Exercise details => Repeat verbatim every line of the material, beginning at the line that holds "Look at the image and locate the white jersey." and ending at its last line.

(Items from a data source)
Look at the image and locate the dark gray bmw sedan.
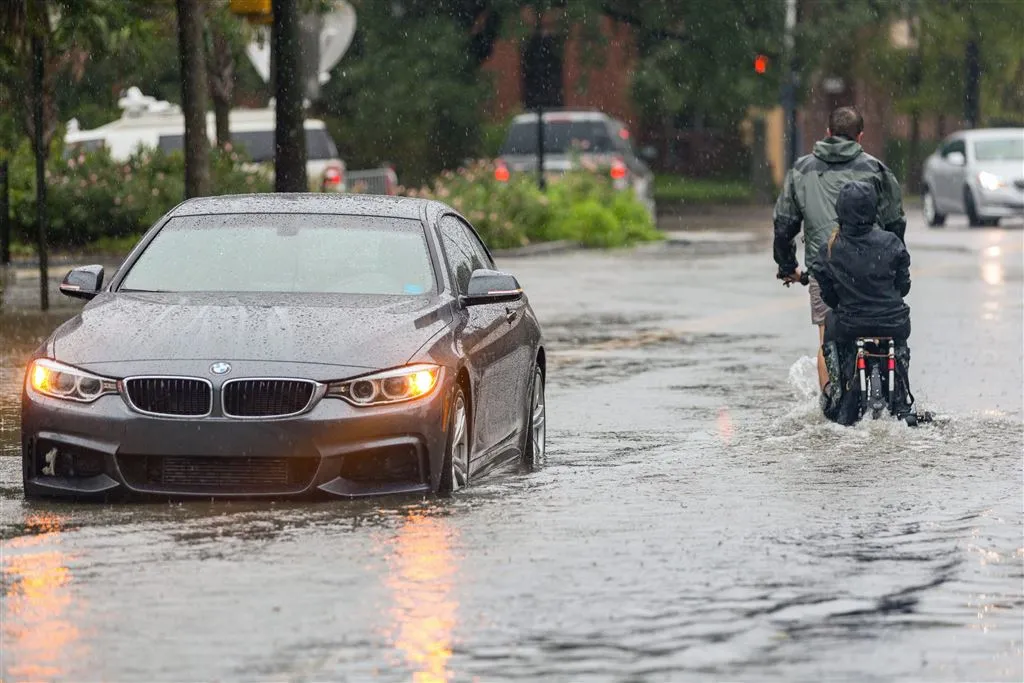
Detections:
[22,195,546,499]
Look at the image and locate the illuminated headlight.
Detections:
[326,364,441,405]
[28,358,118,403]
[978,171,1007,191]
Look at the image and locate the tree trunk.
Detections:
[32,35,50,310]
[207,10,234,147]
[177,0,210,198]
[271,0,308,193]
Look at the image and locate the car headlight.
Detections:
[978,171,1007,191]
[27,358,118,403]
[325,364,441,405]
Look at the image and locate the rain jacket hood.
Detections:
[814,135,864,164]
[836,181,879,234]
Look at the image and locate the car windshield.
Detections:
[120,214,434,296]
[157,128,338,164]
[501,120,614,155]
[974,136,1024,161]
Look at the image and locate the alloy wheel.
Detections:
[530,370,548,465]
[452,392,469,490]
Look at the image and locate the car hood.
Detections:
[51,293,450,377]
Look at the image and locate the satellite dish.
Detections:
[316,0,355,84]
[246,0,355,85]
[246,27,270,83]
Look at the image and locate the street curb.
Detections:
[490,240,583,258]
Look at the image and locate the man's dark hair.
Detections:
[828,106,864,140]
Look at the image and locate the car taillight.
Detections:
[324,166,344,189]
[608,159,629,180]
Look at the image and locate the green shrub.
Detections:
[406,162,659,249]
[9,143,271,247]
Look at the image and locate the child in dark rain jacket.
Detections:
[811,181,913,424]
[812,181,910,342]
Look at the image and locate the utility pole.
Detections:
[964,5,981,128]
[782,0,800,169]
[270,0,308,193]
[32,33,50,311]
[537,107,547,193]
[177,0,210,198]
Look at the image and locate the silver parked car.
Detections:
[924,128,1024,227]
[495,110,655,218]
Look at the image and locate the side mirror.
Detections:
[459,269,522,306]
[60,265,103,299]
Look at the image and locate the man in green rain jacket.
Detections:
[774,106,906,387]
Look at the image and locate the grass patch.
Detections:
[654,175,754,204]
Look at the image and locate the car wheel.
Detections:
[964,187,985,227]
[522,368,548,470]
[923,187,946,227]
[438,387,469,494]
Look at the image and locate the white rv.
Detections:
[65,87,345,191]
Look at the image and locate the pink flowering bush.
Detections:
[9,141,271,247]
[403,162,659,249]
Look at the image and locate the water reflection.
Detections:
[384,511,459,683]
[981,261,1005,287]
[2,513,84,681]
[716,408,733,445]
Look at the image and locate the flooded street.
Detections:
[0,213,1024,683]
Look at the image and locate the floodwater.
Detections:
[0,209,1024,683]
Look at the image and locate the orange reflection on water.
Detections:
[0,514,80,681]
[384,512,459,683]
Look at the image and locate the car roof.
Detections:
[168,193,444,220]
[956,128,1024,140]
[512,110,611,123]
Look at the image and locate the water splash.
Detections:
[790,355,820,404]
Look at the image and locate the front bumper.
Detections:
[978,185,1024,218]
[22,380,450,499]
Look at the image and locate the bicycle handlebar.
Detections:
[775,270,811,287]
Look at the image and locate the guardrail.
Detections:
[345,168,398,195]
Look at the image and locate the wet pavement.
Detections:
[0,213,1024,682]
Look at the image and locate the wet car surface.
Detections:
[0,209,1024,681]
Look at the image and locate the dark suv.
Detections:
[495,110,654,217]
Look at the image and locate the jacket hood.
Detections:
[814,135,864,164]
[836,180,879,234]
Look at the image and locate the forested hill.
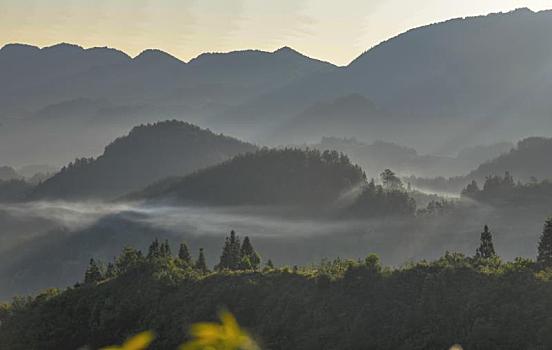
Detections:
[31,120,256,199]
[131,149,365,205]
[0,241,552,350]
[467,137,552,182]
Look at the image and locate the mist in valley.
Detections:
[0,200,545,299]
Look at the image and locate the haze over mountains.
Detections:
[31,121,257,199]
[0,9,552,166]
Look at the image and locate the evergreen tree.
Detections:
[229,230,241,270]
[215,237,231,271]
[84,259,102,284]
[240,236,261,270]
[216,230,242,270]
[380,169,403,190]
[148,238,161,260]
[537,218,552,267]
[178,242,192,266]
[105,262,117,278]
[159,240,172,258]
[475,225,496,259]
[195,248,209,273]
[115,247,144,273]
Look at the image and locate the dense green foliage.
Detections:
[0,222,552,350]
[215,230,261,271]
[134,149,365,206]
[475,225,496,259]
[537,219,552,267]
[32,120,256,198]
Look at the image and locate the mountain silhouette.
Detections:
[31,121,256,199]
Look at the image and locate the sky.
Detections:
[0,0,552,65]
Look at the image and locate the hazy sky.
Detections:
[0,0,552,65]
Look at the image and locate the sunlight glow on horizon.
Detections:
[0,0,552,65]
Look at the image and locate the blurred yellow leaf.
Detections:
[180,311,259,350]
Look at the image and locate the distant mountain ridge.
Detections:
[31,121,256,199]
[221,9,552,153]
[127,148,366,207]
[0,9,552,164]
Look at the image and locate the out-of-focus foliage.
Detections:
[0,226,552,350]
[180,311,258,350]
[101,331,155,350]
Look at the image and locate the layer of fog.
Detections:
[0,198,545,300]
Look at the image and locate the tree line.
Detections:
[84,230,266,284]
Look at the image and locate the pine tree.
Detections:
[115,247,144,274]
[475,225,496,259]
[159,240,172,258]
[216,230,242,271]
[84,259,102,284]
[148,238,161,260]
[240,236,261,270]
[105,262,117,278]
[195,248,208,273]
[215,237,230,271]
[178,242,192,266]
[537,218,552,267]
[229,230,241,270]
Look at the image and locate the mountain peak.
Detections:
[0,43,40,56]
[42,43,84,53]
[133,49,185,64]
[273,46,304,56]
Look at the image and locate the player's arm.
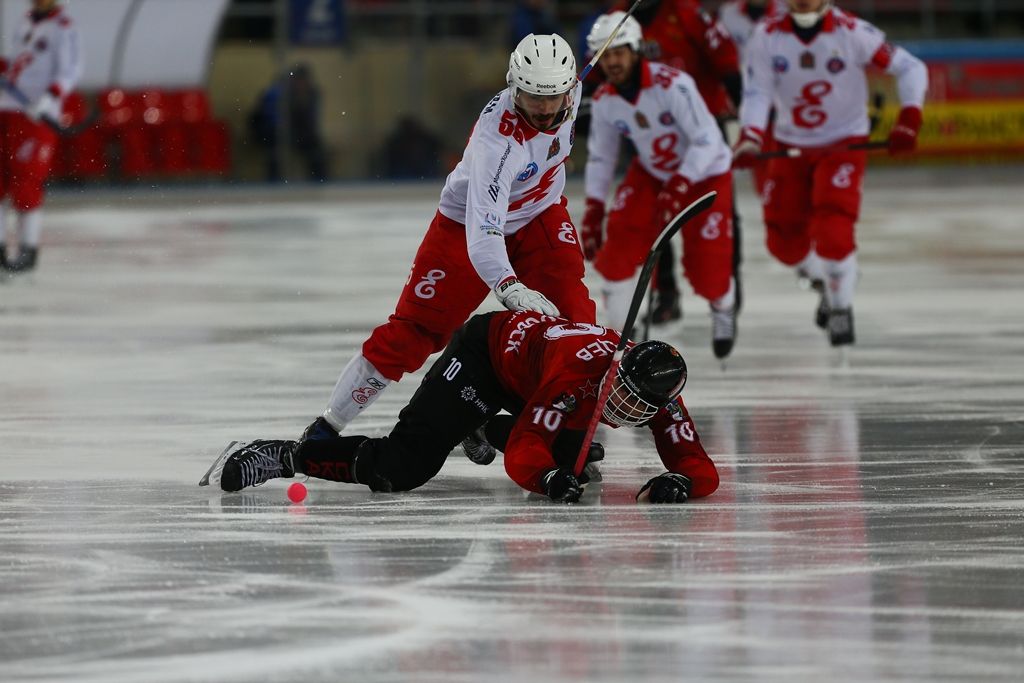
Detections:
[637,397,719,503]
[581,93,622,261]
[855,20,928,154]
[732,26,774,168]
[669,74,723,183]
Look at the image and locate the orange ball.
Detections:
[288,481,306,503]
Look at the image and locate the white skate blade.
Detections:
[199,441,242,487]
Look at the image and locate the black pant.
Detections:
[296,313,522,492]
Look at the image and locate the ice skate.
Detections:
[462,426,498,465]
[828,308,854,346]
[711,306,736,360]
[210,439,297,492]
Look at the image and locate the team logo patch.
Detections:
[580,380,601,398]
[548,137,562,159]
[516,157,550,182]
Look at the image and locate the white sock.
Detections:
[17,209,43,247]
[601,273,640,331]
[797,247,826,282]
[821,252,857,310]
[324,353,391,432]
[710,278,736,310]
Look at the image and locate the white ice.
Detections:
[0,167,1024,683]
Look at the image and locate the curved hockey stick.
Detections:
[0,76,99,137]
[577,0,644,83]
[754,140,889,161]
[572,191,718,476]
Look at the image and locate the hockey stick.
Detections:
[754,140,889,161]
[0,76,99,137]
[572,191,718,476]
[577,0,644,83]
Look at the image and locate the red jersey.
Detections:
[613,0,739,118]
[489,311,718,498]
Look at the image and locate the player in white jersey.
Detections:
[734,0,928,346]
[583,11,736,358]
[0,0,82,271]
[303,34,596,450]
[718,0,788,196]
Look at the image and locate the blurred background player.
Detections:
[614,0,742,323]
[717,0,788,194]
[296,35,595,448]
[0,0,82,272]
[214,311,719,503]
[582,11,736,358]
[734,0,928,346]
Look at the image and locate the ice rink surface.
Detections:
[6,168,1024,683]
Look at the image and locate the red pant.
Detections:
[362,198,597,381]
[594,161,732,300]
[762,138,867,265]
[0,112,57,211]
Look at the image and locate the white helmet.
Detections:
[587,11,643,54]
[506,34,577,96]
[790,0,831,29]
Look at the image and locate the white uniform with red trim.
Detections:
[718,0,786,57]
[739,8,928,147]
[438,83,581,289]
[0,7,83,119]
[586,61,732,202]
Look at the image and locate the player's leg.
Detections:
[313,213,487,438]
[506,197,597,323]
[810,151,867,346]
[683,173,738,358]
[7,116,56,271]
[594,162,662,330]
[295,314,506,492]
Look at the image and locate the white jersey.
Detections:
[718,0,786,57]
[0,7,82,118]
[438,83,581,289]
[739,8,928,147]
[585,60,732,202]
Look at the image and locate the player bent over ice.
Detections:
[303,35,596,448]
[583,12,736,358]
[208,311,719,503]
[733,0,928,346]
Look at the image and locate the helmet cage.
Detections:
[601,374,662,427]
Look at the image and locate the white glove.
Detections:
[495,278,558,315]
[25,92,59,121]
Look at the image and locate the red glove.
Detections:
[889,106,921,155]
[732,128,765,168]
[580,197,604,261]
[656,173,690,226]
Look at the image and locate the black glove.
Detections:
[541,470,583,503]
[637,472,693,503]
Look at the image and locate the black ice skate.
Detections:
[462,426,498,465]
[3,245,39,272]
[711,306,736,360]
[220,439,297,492]
[650,290,683,325]
[828,308,854,346]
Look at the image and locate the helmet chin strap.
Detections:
[790,0,831,29]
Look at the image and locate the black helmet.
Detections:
[602,340,686,426]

Full answer =>
Look at the image and locate the white jersey.
Detections:
[718,0,786,57]
[0,7,82,118]
[438,83,581,289]
[739,8,928,147]
[585,60,732,202]
Look at the image and locate the player bent over ice.
Detections:
[303,35,596,448]
[583,12,736,358]
[208,311,719,503]
[733,0,928,346]
Look at the image and locate the helmet cage.
Detections:
[601,374,662,427]
Look at the image and locate the white glove.
Detections:
[495,278,558,315]
[25,92,59,121]
Look at the image and locate the red glove.
Detections:
[889,106,921,155]
[732,128,765,168]
[580,197,604,261]
[656,173,690,226]
Look at the image and locate the black glove.
Detections:
[541,470,583,503]
[637,472,693,503]
Look at the image and locate the black ice skate.
Detections:
[462,426,498,465]
[3,245,39,272]
[711,306,736,360]
[220,439,297,492]
[650,290,683,325]
[828,308,854,346]
Look at the image and locate the helmet chin strap.
Detections:
[790,0,831,29]
Look at the image and locate the black helmet.
Detections:
[602,340,686,426]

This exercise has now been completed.